= EXERCISE OBJECTIVE =
Please copy out all of the material below, swapping "Put a pin" for "Place a marker" everywhere it occurs and keeping everything else the same. Omit the pictures from your answer.
=== THE RECORDS ===
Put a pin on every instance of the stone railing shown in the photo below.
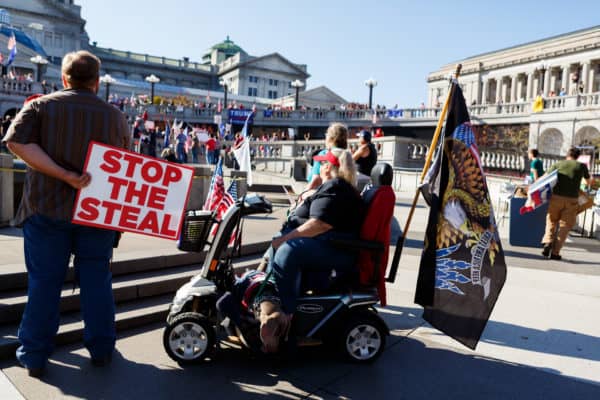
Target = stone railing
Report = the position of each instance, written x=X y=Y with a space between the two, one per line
x=518 y=109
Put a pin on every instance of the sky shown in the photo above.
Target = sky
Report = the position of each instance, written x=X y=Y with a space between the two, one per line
x=396 y=42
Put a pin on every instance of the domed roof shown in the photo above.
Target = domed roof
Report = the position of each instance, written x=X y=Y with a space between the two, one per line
x=228 y=47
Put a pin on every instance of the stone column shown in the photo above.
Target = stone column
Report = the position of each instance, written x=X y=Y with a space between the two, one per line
x=553 y=76
x=513 y=89
x=565 y=78
x=477 y=91
x=529 y=95
x=484 y=92
x=585 y=74
x=498 y=89
x=591 y=80
x=547 y=81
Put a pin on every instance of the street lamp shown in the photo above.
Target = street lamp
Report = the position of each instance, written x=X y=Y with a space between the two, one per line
x=39 y=61
x=107 y=80
x=153 y=80
x=371 y=83
x=297 y=84
x=223 y=83
x=542 y=70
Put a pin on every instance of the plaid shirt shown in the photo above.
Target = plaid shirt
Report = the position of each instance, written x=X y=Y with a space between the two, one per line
x=62 y=124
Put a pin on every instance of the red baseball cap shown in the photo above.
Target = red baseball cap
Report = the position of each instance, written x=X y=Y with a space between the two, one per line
x=32 y=97
x=329 y=157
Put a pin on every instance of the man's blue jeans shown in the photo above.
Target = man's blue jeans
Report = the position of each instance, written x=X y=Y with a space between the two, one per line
x=49 y=244
x=313 y=255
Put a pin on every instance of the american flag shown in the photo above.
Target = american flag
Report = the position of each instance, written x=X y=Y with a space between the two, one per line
x=12 y=46
x=218 y=199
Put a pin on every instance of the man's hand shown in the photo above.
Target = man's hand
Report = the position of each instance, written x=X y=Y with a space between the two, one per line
x=78 y=181
x=277 y=242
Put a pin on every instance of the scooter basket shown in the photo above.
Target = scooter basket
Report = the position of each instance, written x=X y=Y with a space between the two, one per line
x=195 y=230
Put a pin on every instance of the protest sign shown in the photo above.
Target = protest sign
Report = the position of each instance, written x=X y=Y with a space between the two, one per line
x=133 y=193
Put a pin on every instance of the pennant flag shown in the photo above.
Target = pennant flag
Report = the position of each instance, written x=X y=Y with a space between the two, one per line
x=12 y=47
x=242 y=153
x=539 y=192
x=167 y=134
x=462 y=267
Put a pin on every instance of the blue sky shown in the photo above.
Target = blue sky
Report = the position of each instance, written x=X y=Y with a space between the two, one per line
x=343 y=42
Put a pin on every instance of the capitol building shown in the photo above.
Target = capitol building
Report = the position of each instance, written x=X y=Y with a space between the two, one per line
x=51 y=28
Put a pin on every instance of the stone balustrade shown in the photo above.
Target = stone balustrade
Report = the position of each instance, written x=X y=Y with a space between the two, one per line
x=517 y=109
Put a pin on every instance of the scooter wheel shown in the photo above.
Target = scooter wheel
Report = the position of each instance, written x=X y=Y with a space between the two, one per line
x=363 y=339
x=189 y=338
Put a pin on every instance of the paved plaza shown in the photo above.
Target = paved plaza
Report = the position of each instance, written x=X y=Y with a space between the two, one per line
x=542 y=341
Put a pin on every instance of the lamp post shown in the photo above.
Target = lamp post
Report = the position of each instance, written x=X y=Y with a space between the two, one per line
x=542 y=70
x=223 y=83
x=371 y=83
x=153 y=80
x=297 y=84
x=107 y=80
x=39 y=61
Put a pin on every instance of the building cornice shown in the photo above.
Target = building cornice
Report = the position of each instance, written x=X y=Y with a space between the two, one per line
x=545 y=49
x=248 y=63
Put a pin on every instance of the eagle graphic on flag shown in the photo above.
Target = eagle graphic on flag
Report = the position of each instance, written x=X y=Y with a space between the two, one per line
x=462 y=269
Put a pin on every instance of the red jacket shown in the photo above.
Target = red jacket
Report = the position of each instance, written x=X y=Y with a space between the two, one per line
x=377 y=227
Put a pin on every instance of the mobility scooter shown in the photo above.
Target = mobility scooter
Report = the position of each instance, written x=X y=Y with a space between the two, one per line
x=343 y=315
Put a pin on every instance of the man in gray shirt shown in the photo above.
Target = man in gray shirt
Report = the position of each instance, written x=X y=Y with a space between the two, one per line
x=52 y=134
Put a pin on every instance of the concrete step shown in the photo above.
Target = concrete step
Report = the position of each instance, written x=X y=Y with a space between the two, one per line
x=125 y=288
x=130 y=315
x=14 y=276
x=141 y=299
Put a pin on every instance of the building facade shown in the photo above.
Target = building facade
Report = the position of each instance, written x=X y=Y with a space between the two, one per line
x=564 y=70
x=52 y=28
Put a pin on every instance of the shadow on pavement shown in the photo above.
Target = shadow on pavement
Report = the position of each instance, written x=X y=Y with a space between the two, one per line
x=408 y=369
x=552 y=341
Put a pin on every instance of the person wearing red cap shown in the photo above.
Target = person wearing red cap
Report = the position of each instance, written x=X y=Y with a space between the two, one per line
x=335 y=137
x=335 y=210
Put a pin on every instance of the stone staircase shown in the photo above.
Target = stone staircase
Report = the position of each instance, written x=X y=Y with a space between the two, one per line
x=143 y=289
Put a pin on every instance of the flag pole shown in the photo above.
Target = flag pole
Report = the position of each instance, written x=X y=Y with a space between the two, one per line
x=436 y=136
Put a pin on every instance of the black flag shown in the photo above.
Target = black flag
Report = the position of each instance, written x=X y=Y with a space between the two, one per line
x=462 y=268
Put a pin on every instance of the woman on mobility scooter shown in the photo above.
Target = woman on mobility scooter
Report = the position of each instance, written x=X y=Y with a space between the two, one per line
x=303 y=249
x=341 y=314
x=302 y=254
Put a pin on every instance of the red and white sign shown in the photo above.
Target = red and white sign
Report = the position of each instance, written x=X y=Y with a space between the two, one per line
x=133 y=193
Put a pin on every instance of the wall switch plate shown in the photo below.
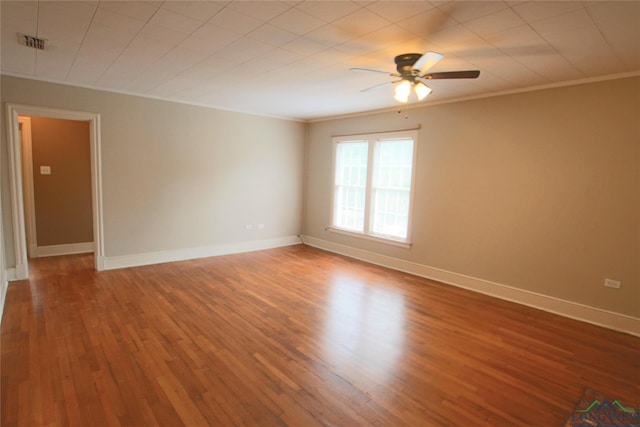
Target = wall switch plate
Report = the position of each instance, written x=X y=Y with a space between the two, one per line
x=610 y=283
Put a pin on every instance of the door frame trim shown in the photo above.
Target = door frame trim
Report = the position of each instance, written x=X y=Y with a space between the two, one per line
x=15 y=178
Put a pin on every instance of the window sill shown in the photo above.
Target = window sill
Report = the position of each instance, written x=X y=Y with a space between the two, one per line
x=388 y=241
===
= EXERCISE OUTPUT =
Place a marker on every instance of the stone railing shown in the photo below.
Target = stone railing
Report = the position of each instance, written x=X y=Y with a space between the two, one per line
x=518 y=109
Place a marker on every instance of the sky shown in the photo above.
Target = sky
Report = the position of each instance, written x=X y=Y with a space between the two, one per line
x=396 y=42
Place a marker on every instance of the domed roof shown in the photo above.
Target = domed roof
Report = the position of each instance, written x=X y=Y with a space between the two, one per line
x=228 y=47
Place a marker on every instance of the stone column shown in the photo above.
Target = stone column
Report = the position of each instance, written x=X y=Y with a space between the two, one per line
x=553 y=76
x=513 y=89
x=565 y=78
x=477 y=91
x=529 y=95
x=484 y=92
x=585 y=74
x=498 y=89
x=591 y=80
x=547 y=81
Place a marker on every instance of the street lamp shown in the photo above.
Target = street lamp
Report = the position of each instance, written x=X y=Y with a space between the two, one per line
x=39 y=61
x=107 y=80
x=153 y=80
x=371 y=83
x=297 y=84
x=223 y=83
x=542 y=70
Place a marker on every instance of the plaid shirt shown in the photo above.
Target = plaid shirt
Report = the position of each instance, written x=X y=Y with a space between the two, one per line
x=62 y=124
Place a marker on every instance of the red baseball cap shown in the photo above.
Target = red baseball cap
Report = the position of each instance, written x=X y=Y with a space between the two, one per line
x=32 y=97
x=329 y=157
Place a marker on every instance of the man's blue jeans shown in the photo above.
Target = man's blue jeans
Report = the position of each instance, written x=X y=Y with a space between the two, one per line
x=49 y=244
x=313 y=255
Place a marker on every instance of the american flag shown in the photo above.
Target = american flag
Report = the position of each instance, written x=X y=Y with a space between the two, one per line
x=12 y=46
x=218 y=199
Place a marker on every instance of the man's hand shown in the photo above.
Target = man's hand
Report = the position of each instance, written x=X y=Y with a space between the two, one per line
x=78 y=181
x=277 y=242
Place a marker on every instance of the scooter basket shown in the photo above.
Target = scooter basket
Report = the position of each instance, written x=X y=Y with a space between the two, one per line
x=195 y=230
Place a marker on every instance of the protest sign shown in the photo above.
Target = protest sign
Report = the position of each instance, written x=X y=Y with a space between the two, one per line
x=133 y=193
Place a marker on every instance of the pennant flag shown in the photo above.
Target = pennant flag
Report = the position of each instance, written x=X y=Y with a space between the two, one per line
x=12 y=47
x=242 y=153
x=539 y=192
x=167 y=134
x=462 y=267
Place a marker on every instance of the blue sky shown in the photo above.
Target = blue sky
Report = the position of each instance, written x=X y=Y with a space between the two, one per line
x=343 y=42
Place a marker on every instance of the capitol building shown in the photo above.
Target = capitol building
Report = the position of each instance, written x=X y=Y with a space between the two, one per line
x=51 y=28
Place a marker on every instance of the stone balustrade shown in the photo above.
Target = stone balustrade
Report = the position of each instance, written x=X y=Y with a space between the two, one per line
x=517 y=109
Place a marker on every instance of the scooter wheel shown in the photo above.
Target = scooter wheel
Report = the position of each instance, written x=X y=Y with a space between the two, one per line
x=363 y=339
x=189 y=338
Place a marker on every instance of the paved plaza shown in the photo above.
Target = paved plaza
Report = the position of each instance, written x=X y=Y with a space between the two, one per line
x=542 y=341
Place a marker on every instance of the lamp post shown in the photo above.
Target = lamp post
Report = the position of each instance, written x=X y=Y with a space between the two, one per line
x=542 y=70
x=223 y=83
x=371 y=83
x=153 y=80
x=297 y=84
x=107 y=80
x=39 y=61
Place a marker on every instance of the building cornice shown in the photo above.
Target = building cornice
Report = the position of each instance, written x=X y=Y with a space between the two, one per line
x=545 y=49
x=248 y=63
Place a marker on every instance of the eagle graphic on flag shown in the photo above.
Target = eagle graphic on flag
Report = the position of each instance, written x=X y=Y with a space between the two, one per line
x=462 y=269
Place a marker on every instance of the red jacket shown in the photo above.
Target = red jacket
Report = the position of each instance, written x=X y=Y with a space between the two, one per line
x=377 y=227
Place a marker on every instance of the mobility scooter shown in the photo above.
Target = mobility scooter
Report = the position of each instance, written x=X y=Y with a space between the two, one per line
x=343 y=315
Place a marker on every instance of the man in gray shirt shown in the photo above.
Target = man in gray shirt
Report = the position of each instance, written x=X y=Y with a space between the two, one per line
x=52 y=134
Place a marker on every instance of the concrete step shown in the photo above.
Target = concrete step
Report = the position of each instance, written x=X y=Y with a space between the two, one per line
x=125 y=288
x=130 y=315
x=14 y=276
x=141 y=299
Place a marker on every instance of the building facade shown in the photo above.
Target = building facade
Report = the position of each instance, written x=X y=Y with a space between the two, one per line
x=564 y=70
x=52 y=28
Place a marker on every instance of the shadow on pavement shown in the photo above.
Target = shadow on pavement
Report = the position of each instance, written x=X y=Y with a space between the two, one per line
x=408 y=369
x=552 y=341
Place a marker on every instance of the person wearing red cap shown in the photo above.
Target = person wearing red cap
Report = the position of each instance, written x=X y=Y with a space between the two, one per line
x=335 y=137
x=335 y=210
Place a marker on every instance of the stone staircase shown in the photo above.
Target = stone staircase
Report = the position of each instance, written x=X y=Y with a space between the two, one per line
x=143 y=289
Place a marker on every instance of the flag pole shown in the photo above.
Target = flag pole
Report = the position of each instance, written x=X y=Y with a space between the two, one per line
x=436 y=136
Place a marker on every instance of the black flag shown in the photo above.
Target = black flag
Report = the position of each instance, written x=X y=Y with a space between the two, one per line
x=462 y=268
Place a marker on every instance of the woman on mobility scooter shown in the photo above.
Target = woman on mobility scooter
Report = the position of each instance, written x=X y=Y with a space between the two, one per line
x=303 y=249
x=341 y=314
x=302 y=254
Place a marker on every instance of the red and white sign shown in the photo above.
Target = red and white sign
Report = the position of each instance, written x=X y=Y with a space between the two, one per line
x=133 y=193
Place a marker on every instance of the wall switch plate shown in the photo below.
Target = wall switch plate
Report = the position of each instance, written x=X y=Y with a space between the two, one per line
x=610 y=283
Place a marker on every instance of the door frame trim shown in the photo above.
Target = door frame trim
Report = the position of each instance, written x=X y=Y with a space between the two, one per line
x=15 y=178
Place a marker on every instance of the window sill shown in the photo above.
Target = window sill
Report = the position of each instance, written x=X y=Y with a space between the two, one per line
x=388 y=241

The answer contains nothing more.